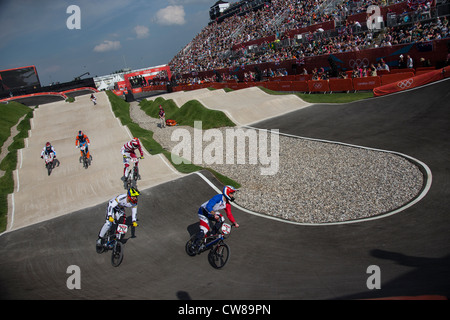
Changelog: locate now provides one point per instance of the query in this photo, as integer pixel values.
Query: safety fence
(63, 94)
(303, 83)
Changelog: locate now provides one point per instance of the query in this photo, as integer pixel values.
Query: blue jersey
(218, 202)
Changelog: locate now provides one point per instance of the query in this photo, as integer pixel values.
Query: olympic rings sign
(404, 84)
(317, 85)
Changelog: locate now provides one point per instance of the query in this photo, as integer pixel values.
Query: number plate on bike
(226, 228)
(122, 228)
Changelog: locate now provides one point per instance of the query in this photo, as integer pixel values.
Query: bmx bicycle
(219, 251)
(113, 240)
(84, 159)
(50, 162)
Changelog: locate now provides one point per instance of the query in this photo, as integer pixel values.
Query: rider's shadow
(129, 223)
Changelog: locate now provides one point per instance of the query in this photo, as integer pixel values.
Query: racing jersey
(128, 148)
(120, 202)
(218, 202)
(47, 151)
(79, 140)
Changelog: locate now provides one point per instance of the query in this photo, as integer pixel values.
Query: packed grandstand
(269, 38)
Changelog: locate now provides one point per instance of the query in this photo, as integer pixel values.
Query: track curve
(269, 259)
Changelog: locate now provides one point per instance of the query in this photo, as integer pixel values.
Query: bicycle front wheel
(189, 250)
(218, 256)
(117, 254)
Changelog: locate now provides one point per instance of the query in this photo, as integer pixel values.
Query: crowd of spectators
(212, 48)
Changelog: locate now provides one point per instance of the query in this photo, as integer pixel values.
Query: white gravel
(316, 182)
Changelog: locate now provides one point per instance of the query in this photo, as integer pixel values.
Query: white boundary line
(428, 178)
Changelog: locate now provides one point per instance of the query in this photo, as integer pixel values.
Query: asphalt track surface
(269, 259)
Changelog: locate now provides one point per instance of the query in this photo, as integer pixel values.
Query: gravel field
(312, 181)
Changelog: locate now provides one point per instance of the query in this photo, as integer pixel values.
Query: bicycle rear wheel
(218, 256)
(117, 254)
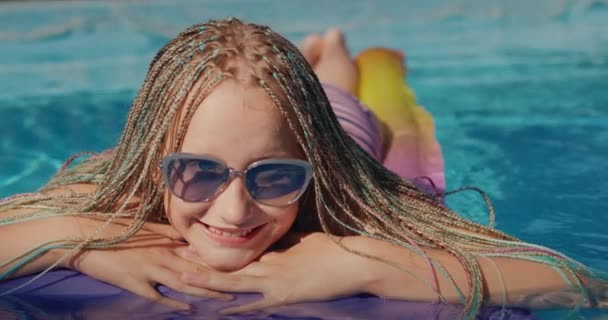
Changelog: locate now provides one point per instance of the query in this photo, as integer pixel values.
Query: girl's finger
(219, 281)
(257, 305)
(147, 291)
(171, 279)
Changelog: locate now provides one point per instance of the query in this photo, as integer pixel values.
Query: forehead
(239, 124)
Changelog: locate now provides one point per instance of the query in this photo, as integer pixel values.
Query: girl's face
(238, 125)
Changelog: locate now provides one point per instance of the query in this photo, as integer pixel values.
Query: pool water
(518, 91)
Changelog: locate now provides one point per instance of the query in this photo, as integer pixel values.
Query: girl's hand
(153, 256)
(315, 268)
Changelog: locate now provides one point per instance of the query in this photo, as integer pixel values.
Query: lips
(231, 237)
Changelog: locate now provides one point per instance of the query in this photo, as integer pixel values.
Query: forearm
(521, 279)
(18, 239)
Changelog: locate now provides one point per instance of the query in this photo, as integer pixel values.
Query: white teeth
(229, 234)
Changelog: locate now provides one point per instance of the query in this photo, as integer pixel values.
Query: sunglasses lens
(195, 180)
(277, 184)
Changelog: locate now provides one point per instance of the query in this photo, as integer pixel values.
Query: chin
(228, 264)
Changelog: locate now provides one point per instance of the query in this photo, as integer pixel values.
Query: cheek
(179, 213)
(286, 218)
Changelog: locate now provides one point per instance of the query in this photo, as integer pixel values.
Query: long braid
(351, 192)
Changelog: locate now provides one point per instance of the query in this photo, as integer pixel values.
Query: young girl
(234, 174)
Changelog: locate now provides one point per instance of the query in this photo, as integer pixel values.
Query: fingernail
(189, 276)
(226, 312)
(227, 297)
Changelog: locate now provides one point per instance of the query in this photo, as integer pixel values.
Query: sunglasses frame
(233, 173)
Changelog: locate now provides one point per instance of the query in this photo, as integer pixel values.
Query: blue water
(518, 90)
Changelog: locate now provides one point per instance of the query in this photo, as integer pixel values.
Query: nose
(233, 204)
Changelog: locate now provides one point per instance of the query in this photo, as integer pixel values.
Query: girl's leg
(331, 60)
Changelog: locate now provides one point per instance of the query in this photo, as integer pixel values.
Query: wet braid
(351, 192)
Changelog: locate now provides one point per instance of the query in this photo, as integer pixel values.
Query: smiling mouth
(225, 237)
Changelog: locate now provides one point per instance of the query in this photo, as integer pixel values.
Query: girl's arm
(153, 256)
(508, 281)
(316, 268)
(20, 238)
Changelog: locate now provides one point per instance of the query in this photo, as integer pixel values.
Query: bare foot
(331, 60)
(311, 48)
(335, 65)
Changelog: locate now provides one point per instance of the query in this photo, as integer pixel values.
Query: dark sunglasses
(273, 182)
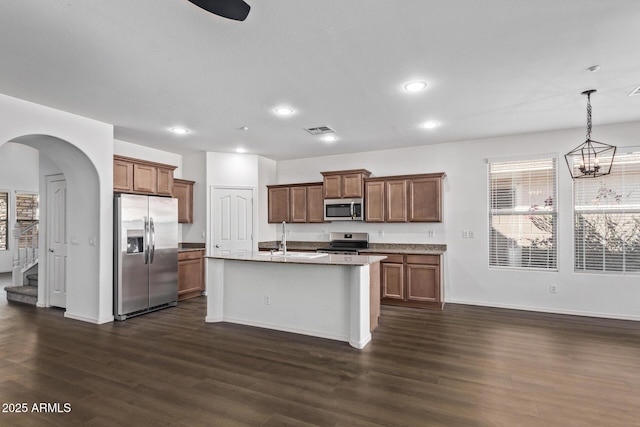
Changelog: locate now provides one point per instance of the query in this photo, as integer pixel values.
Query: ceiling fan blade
(232, 9)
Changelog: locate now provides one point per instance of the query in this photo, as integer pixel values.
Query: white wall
(88, 168)
(18, 173)
(468, 278)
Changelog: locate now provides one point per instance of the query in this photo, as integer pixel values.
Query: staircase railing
(25, 253)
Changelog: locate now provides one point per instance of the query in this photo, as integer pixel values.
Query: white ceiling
(494, 67)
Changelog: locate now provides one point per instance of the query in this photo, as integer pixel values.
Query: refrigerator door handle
(152, 244)
(146, 240)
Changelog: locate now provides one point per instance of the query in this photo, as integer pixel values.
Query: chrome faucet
(283, 242)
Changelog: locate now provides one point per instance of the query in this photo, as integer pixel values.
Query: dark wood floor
(465, 366)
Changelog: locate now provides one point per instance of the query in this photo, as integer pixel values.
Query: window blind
(607, 219)
(522, 214)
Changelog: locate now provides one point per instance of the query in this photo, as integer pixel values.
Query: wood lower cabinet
(183, 191)
(142, 177)
(412, 281)
(300, 203)
(392, 277)
(190, 274)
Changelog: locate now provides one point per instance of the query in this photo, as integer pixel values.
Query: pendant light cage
(590, 159)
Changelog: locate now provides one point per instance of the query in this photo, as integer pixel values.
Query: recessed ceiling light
(415, 86)
(430, 124)
(284, 111)
(180, 131)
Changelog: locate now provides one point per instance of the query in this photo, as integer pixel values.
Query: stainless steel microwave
(343, 210)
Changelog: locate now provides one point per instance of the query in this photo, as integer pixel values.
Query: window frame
(626, 212)
(495, 258)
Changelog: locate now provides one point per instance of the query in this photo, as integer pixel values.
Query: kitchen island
(322, 295)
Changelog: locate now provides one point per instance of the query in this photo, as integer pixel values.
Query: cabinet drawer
(423, 259)
(184, 255)
(396, 259)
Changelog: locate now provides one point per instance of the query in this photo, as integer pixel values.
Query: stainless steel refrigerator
(145, 254)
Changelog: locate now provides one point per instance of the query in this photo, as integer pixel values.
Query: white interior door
(232, 219)
(57, 241)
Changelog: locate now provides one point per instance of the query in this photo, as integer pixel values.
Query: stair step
(26, 294)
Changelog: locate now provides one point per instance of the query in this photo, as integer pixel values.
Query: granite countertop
(384, 248)
(313, 258)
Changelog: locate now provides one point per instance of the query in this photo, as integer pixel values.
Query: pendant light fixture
(591, 158)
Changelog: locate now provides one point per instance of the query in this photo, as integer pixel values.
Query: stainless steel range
(346, 243)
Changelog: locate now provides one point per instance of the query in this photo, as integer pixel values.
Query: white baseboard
(95, 321)
(548, 310)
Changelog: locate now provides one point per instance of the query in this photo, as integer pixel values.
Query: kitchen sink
(307, 255)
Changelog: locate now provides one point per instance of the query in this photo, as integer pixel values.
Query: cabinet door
(190, 274)
(122, 175)
(423, 282)
(278, 204)
(298, 204)
(374, 201)
(315, 203)
(332, 187)
(396, 201)
(425, 203)
(183, 191)
(352, 185)
(392, 281)
(164, 182)
(144, 178)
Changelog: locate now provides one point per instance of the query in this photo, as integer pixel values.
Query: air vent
(320, 130)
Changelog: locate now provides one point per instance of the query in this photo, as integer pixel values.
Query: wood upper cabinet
(411, 280)
(183, 191)
(298, 207)
(396, 200)
(145, 178)
(164, 182)
(374, 201)
(278, 204)
(122, 175)
(405, 198)
(190, 274)
(425, 199)
(315, 203)
(301, 203)
(142, 177)
(344, 184)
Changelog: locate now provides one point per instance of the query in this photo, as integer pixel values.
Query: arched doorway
(83, 224)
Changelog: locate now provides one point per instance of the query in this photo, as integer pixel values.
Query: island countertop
(300, 258)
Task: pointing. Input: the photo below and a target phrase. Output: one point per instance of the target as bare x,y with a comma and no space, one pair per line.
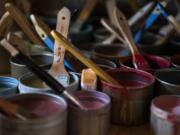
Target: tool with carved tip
77,53
43,75
57,69
84,14
43,31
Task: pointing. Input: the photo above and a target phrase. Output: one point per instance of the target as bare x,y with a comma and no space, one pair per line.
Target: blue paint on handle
149,22
49,43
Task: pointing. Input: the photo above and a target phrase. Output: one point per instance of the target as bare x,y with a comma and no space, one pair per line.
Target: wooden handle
18,43
63,41
23,23
122,24
86,11
5,24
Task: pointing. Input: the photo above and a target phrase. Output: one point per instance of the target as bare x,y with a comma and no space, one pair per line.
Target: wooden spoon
74,51
58,70
86,11
43,75
23,23
138,60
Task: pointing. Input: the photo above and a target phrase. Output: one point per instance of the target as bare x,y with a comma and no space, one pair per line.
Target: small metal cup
8,86
131,101
51,118
167,82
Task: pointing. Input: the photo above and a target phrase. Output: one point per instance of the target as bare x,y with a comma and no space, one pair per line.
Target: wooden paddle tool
84,14
74,51
14,111
57,69
43,75
132,21
138,60
43,31
5,24
23,23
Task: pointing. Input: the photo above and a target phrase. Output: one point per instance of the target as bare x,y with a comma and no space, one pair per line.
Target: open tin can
50,116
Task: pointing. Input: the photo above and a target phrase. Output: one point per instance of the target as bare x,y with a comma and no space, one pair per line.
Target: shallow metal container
54,124
29,83
131,101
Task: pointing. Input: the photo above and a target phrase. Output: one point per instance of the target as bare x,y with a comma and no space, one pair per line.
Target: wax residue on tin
40,108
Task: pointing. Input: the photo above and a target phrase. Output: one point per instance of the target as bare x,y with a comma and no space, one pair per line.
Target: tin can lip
163,106
37,54
9,81
73,76
166,71
95,96
144,74
37,95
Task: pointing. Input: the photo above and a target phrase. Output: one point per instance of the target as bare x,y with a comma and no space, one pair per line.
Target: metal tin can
51,120
131,101
161,108
29,83
8,86
95,120
167,82
42,59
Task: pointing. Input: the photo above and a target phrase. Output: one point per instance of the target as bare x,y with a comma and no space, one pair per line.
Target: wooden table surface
122,130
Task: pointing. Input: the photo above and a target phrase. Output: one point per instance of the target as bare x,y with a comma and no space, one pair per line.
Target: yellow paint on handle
74,51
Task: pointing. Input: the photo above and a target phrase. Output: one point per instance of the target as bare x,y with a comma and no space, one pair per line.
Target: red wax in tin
40,108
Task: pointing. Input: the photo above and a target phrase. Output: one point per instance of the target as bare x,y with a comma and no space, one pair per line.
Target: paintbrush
169,17
138,60
57,69
132,21
74,51
5,24
43,75
23,23
84,14
43,31
14,111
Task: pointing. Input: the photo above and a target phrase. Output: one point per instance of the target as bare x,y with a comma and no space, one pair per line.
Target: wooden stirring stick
74,51
5,24
13,110
86,11
58,70
43,75
23,23
138,60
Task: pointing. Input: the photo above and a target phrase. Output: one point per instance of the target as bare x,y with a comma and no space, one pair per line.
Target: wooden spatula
58,70
5,24
84,14
138,60
74,51
23,23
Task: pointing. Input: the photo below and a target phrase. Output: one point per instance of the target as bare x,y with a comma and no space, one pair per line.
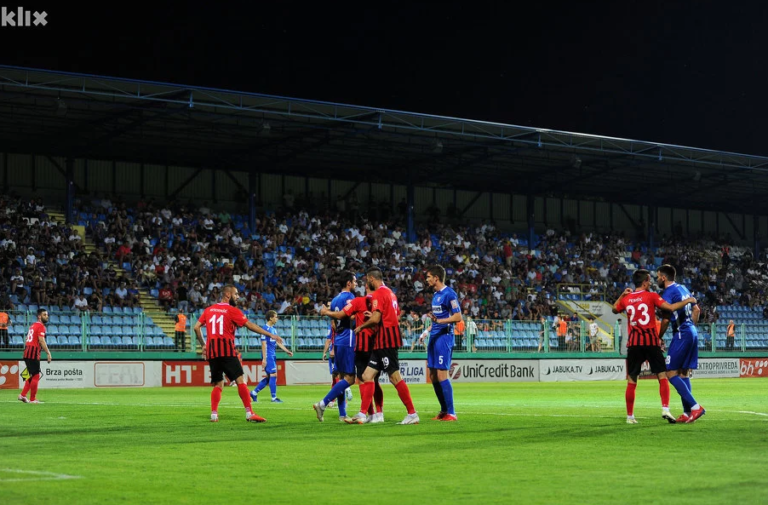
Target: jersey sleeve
453,303
354,306
378,301
237,317
657,300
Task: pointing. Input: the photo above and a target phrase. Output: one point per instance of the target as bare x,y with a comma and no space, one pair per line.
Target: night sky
662,72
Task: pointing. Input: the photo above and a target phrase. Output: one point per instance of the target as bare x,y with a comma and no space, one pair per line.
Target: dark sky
665,71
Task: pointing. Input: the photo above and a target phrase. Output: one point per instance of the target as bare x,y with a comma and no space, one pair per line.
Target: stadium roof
87,116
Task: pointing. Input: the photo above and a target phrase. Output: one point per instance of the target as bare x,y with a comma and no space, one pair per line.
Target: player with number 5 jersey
445,312
221,321
643,343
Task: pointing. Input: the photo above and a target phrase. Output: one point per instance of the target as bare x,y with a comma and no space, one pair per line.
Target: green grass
514,443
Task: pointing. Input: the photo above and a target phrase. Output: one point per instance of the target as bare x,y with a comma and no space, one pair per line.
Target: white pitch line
503,414
753,413
40,476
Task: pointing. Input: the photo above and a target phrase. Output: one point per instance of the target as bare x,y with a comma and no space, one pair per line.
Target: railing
580,292
135,331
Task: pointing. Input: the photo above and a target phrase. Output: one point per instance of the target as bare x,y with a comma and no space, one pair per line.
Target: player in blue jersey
268,362
683,354
445,312
343,347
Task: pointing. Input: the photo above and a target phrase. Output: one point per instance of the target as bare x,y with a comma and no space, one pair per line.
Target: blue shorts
345,360
683,351
439,351
271,365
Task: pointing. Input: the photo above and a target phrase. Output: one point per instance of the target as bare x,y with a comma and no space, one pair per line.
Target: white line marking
38,475
256,406
753,413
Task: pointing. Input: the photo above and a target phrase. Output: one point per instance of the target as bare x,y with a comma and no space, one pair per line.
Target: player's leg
27,382
635,360
682,352
217,381
264,382
392,368
378,399
367,388
432,359
233,368
444,350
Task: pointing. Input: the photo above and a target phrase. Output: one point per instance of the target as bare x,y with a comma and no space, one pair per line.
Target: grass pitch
514,443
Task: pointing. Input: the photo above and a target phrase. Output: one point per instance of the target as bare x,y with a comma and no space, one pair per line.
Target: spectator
165,297
81,303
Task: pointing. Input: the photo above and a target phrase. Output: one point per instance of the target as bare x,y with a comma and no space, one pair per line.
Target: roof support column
756,235
252,188
69,165
410,196
529,213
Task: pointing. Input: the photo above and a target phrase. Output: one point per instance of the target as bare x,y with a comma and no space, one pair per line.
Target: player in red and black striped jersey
34,344
360,308
385,316
643,343
221,320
- - - -
What the exercise asks:
Please set down, with no changes, the line that contains "Target: grass pitch" and all the lines after it until the entries end; write nothing besides them.

Finished exercise:
Target: grass pitch
514,443
Task: pointing. Input: the photo above and a target phrase. Output: one point per instance of the target as bare x,y with a comma and no space, one pair per line.
Target: spectator
165,297
81,303
Task: pointing. Input: the photo above and a target phrase. Output: one point per instance of the target as bare x,y with a comma and no space, one pair per line.
Target: roof support column
756,235
252,188
69,165
410,196
529,213
Task: pointing. Input: the photo above and a target phrase. Output: one point per instance of the target as bare x,y with a comma and no space, one pair per line.
Target: player in red and black striped jersey
34,344
360,308
385,316
643,343
221,320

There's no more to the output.